— start Page text —
Do the Scriptures verify this claim?

Yes, Peter says, that you may obey Jesus Christ and be sprinkled with His blood.  (1 Peter 1:2)  The blood of Christ cleanses our sins when we obey (baptized) by faith.  This is why the Apostle Peter could say, since you have in obedience to the truth purified your souls.  (1 Peter 1: 22) and baptism now saves you.  (1 Peter 3: 21)


What, according to Mr. Fudge, has been substituted for baptism?

On page 111 we find an amazing statement, “Indeed, throughout the book of Acts, gospel baptism occupies the place commonly given today to the “sinner’s prayer.”  Really!  Where does he get this information? Whose authority made this change?  Jesus said all authority in heaven and earth was given to Him, therefore he instructed the apostles to make disciples, baptizing them in the name of the Father, the Son and the Holy Spirit and then teaching them to observe all that He had commanded.  (Matthew 28: 19, 20)
— end Page text —
— start Rows —
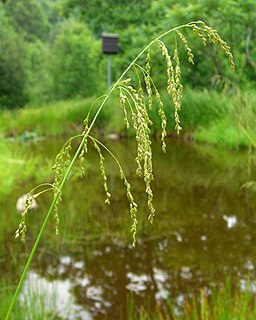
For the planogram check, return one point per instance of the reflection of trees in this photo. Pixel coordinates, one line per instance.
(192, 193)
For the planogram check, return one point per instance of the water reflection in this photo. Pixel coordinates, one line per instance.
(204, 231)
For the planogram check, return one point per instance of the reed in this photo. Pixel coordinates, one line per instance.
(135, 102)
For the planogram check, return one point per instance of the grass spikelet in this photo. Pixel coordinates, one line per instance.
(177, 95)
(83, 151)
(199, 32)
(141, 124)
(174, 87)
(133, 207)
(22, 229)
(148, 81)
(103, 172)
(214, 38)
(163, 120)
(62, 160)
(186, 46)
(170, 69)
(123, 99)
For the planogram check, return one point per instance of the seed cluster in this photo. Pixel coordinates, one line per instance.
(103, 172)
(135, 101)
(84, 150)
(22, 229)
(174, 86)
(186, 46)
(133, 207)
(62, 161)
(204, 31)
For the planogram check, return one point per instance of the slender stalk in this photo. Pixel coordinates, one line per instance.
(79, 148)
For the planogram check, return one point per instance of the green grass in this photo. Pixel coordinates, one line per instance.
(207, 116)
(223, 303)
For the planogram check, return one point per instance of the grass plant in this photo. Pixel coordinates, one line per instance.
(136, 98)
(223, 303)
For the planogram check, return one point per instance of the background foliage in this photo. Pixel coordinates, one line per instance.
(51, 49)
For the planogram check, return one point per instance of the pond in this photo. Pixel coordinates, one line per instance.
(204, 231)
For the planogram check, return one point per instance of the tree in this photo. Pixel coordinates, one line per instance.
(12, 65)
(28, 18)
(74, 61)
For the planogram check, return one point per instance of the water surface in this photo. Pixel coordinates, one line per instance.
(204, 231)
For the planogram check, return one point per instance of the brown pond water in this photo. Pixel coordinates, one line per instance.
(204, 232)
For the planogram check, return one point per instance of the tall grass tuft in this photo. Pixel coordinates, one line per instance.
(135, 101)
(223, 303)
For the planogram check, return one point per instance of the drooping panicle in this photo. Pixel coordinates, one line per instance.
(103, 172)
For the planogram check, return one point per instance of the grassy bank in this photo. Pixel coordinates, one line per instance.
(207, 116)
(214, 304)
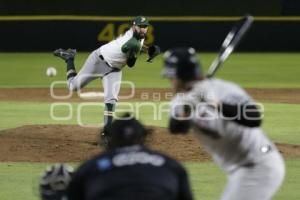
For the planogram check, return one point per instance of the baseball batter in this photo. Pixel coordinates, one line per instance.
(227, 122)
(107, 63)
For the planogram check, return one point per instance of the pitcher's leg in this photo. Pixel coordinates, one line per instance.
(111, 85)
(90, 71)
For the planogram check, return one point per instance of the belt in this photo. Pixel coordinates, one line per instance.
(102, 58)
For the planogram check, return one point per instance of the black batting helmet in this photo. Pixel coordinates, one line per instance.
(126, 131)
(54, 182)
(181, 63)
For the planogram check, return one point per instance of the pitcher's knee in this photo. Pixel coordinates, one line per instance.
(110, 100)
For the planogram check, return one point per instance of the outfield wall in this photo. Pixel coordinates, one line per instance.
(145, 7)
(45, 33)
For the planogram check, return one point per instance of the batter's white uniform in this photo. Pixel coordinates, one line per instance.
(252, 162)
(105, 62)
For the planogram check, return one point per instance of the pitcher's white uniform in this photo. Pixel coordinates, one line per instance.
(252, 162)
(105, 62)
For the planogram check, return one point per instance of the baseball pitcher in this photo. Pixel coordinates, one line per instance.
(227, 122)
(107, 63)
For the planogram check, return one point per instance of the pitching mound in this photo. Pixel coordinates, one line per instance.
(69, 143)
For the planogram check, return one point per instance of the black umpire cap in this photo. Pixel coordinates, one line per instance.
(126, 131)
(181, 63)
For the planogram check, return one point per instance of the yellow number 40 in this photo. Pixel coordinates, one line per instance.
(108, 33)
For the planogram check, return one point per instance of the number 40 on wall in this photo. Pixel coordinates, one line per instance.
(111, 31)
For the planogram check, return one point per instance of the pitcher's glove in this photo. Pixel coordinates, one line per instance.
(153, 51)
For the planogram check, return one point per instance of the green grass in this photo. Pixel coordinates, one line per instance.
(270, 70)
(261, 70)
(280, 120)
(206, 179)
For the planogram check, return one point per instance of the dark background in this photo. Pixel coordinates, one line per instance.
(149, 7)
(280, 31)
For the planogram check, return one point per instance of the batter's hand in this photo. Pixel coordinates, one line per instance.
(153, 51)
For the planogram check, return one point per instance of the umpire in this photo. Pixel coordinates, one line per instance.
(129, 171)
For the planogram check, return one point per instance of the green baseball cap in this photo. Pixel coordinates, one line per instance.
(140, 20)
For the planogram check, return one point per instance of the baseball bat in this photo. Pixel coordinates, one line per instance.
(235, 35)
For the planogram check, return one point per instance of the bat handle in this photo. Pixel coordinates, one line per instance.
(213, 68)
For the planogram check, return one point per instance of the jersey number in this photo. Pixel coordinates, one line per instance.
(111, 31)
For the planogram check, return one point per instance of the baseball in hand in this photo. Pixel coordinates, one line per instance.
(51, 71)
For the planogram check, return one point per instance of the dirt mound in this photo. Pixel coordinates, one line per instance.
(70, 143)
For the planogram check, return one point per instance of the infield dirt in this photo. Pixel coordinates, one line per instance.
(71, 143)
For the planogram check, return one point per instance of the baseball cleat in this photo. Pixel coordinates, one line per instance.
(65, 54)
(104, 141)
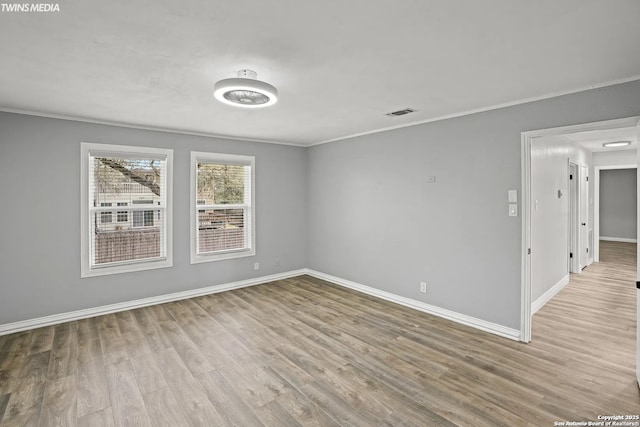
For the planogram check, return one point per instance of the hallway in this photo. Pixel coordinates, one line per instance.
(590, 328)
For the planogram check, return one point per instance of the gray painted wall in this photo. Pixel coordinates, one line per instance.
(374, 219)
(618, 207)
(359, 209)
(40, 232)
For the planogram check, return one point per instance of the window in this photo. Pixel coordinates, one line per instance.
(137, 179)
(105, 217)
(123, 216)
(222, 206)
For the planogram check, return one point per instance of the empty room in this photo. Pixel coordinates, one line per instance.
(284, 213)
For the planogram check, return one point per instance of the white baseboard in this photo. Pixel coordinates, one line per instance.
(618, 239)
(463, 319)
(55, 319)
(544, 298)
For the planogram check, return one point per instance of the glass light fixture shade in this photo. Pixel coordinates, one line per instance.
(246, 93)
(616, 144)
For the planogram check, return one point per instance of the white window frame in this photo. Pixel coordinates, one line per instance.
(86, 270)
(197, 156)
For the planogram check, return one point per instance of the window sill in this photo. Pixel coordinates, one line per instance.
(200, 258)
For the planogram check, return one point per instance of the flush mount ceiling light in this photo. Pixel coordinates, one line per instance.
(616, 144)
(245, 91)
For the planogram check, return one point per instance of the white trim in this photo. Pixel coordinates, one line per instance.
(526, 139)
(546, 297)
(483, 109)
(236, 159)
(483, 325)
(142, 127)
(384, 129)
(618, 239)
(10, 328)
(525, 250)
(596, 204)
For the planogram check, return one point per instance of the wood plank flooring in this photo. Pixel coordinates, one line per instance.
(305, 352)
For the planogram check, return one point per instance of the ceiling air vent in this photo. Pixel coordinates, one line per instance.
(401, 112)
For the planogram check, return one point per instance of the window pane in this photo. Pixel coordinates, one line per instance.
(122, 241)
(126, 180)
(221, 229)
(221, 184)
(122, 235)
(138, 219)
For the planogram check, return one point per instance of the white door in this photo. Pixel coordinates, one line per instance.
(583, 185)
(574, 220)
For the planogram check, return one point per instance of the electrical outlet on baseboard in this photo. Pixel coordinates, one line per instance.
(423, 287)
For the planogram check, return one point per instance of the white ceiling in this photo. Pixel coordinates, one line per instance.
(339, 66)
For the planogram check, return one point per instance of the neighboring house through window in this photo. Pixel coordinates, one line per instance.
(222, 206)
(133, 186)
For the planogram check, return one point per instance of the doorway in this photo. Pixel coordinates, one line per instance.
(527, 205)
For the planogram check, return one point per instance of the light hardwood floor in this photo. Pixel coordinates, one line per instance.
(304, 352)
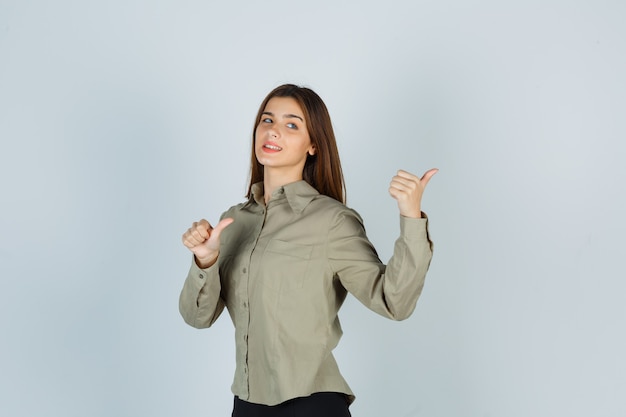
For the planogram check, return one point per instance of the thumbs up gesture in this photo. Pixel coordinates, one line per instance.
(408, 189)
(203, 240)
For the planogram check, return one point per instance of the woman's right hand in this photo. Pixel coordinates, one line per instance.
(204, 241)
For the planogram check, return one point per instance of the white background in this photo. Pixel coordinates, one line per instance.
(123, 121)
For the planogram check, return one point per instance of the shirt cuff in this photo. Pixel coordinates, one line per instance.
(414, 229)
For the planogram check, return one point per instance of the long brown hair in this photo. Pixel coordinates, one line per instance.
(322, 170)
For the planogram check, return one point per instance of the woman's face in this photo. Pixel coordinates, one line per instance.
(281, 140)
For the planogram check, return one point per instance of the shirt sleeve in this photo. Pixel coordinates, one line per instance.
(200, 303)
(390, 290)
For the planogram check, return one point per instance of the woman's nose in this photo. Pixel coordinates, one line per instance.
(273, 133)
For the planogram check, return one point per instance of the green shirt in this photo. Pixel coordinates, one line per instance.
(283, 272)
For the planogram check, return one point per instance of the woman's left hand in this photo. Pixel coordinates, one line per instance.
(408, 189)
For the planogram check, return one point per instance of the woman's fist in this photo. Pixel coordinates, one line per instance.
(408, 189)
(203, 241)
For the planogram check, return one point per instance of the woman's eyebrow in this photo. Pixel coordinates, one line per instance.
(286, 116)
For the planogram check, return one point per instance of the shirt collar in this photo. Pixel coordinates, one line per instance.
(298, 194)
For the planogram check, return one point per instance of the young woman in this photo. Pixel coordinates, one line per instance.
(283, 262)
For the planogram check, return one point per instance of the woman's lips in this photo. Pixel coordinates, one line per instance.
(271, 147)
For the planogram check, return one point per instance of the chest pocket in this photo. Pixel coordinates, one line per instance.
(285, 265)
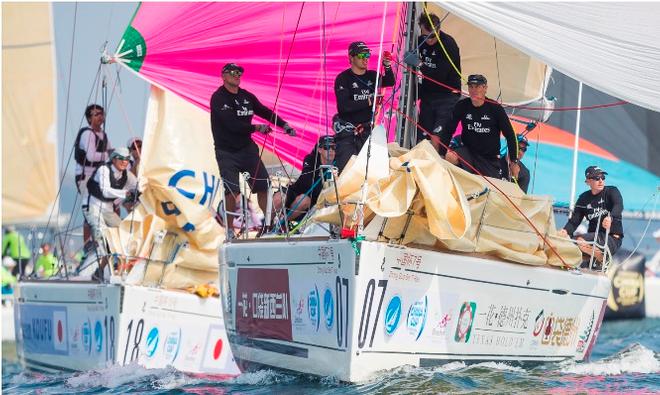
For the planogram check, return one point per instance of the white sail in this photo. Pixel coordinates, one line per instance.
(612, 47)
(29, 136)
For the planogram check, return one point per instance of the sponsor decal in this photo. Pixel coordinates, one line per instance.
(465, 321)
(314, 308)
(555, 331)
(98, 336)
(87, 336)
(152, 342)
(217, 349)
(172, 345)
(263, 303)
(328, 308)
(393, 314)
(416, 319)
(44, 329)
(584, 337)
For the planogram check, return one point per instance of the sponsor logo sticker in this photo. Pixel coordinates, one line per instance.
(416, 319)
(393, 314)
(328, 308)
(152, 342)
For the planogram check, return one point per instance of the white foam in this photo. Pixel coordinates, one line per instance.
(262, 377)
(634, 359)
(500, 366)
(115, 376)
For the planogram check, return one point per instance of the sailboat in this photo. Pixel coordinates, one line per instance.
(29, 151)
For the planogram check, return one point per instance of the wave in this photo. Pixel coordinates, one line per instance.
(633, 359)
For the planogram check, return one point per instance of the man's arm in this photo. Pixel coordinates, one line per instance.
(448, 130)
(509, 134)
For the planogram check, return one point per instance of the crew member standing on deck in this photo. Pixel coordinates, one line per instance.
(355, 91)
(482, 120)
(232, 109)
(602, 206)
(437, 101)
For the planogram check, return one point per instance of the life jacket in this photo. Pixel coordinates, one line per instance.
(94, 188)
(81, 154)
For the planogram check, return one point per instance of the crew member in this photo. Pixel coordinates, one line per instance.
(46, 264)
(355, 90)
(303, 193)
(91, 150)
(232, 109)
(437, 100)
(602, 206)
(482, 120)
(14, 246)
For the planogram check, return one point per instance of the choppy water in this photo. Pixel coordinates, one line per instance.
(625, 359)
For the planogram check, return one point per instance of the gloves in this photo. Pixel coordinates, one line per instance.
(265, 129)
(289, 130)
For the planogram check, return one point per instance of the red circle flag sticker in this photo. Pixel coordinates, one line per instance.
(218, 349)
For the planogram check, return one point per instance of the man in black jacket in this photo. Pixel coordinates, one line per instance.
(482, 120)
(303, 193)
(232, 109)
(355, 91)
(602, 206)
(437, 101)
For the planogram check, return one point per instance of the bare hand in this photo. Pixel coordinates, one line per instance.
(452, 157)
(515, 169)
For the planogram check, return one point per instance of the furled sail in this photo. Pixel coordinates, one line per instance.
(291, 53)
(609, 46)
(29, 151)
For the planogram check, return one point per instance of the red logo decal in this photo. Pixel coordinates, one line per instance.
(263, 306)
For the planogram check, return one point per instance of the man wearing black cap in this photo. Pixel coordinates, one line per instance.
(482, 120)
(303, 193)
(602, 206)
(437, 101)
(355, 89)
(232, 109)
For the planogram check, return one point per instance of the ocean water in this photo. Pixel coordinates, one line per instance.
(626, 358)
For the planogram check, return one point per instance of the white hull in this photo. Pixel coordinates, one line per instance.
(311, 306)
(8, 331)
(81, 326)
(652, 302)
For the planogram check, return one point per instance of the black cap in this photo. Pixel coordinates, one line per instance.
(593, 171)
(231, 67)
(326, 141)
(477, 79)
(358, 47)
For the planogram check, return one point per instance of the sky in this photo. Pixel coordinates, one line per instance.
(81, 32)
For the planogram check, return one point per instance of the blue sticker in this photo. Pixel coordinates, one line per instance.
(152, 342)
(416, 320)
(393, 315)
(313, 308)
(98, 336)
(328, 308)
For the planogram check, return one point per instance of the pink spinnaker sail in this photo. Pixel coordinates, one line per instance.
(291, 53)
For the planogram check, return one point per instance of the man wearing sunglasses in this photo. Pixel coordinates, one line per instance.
— end Rows —
## Challenge A
List every Bible passage cited in parentheses in the baptism text.
## Challenge B
Write the next part of the baptism text, picking up after its final sentence.
The lines have no connection to the baptism text.

## Final answer A
1 Peter 1:2
1 Peter 1:22
1 Peter 3:21
Matthew 28:19, 20

## Final answer B
 The Scriptures tell us that Saul “was three days without sight, and neither ate or drank.”  We are also told that he was praying.  If any one would have been saved by the “sinner’s prayer,” Saul is the one.  And yet when Ananias came to him, he said, “And now why do you delay?  Arise and be baptized, and wash away your sins, calling on His name.”   A fair reading of these words leads me to believe that Saul was still in his sin.


What was the state of mind of Paul immediately before he was baptized?

Mr. Fudge suggests that the then Saul, later to be called Paul, had no awareness of the forgiveness of sins.  (Plain Talk agrees, because they had not yet been forgiven).  He “needed to experience an act of cleansing to live with himself.”  This is pure fiction, pure speculation on the part of Mr. Fudge.  Why would Paul need an act of cleansing to live with himself if his sins had already been forgiven.


But what did Paul really think about his salvation? 

He made several statements in the many letters he wrote.

To Titus he wrote, “He (God) saved us (this would include Paul), not on the basis of deed which we have done in righteousness, but according to His mercy, by the washing of regeneration and renewing by the Holy Spirit.”  Paul believed the washing of regeneration, among other things, saved him. 


What else did Paul think about baptism?  Plain Talk submits that these are objective events.

Other statements by Paul.

           (1 Corinthians 12: 13)

Some thoughts on the remission of sins.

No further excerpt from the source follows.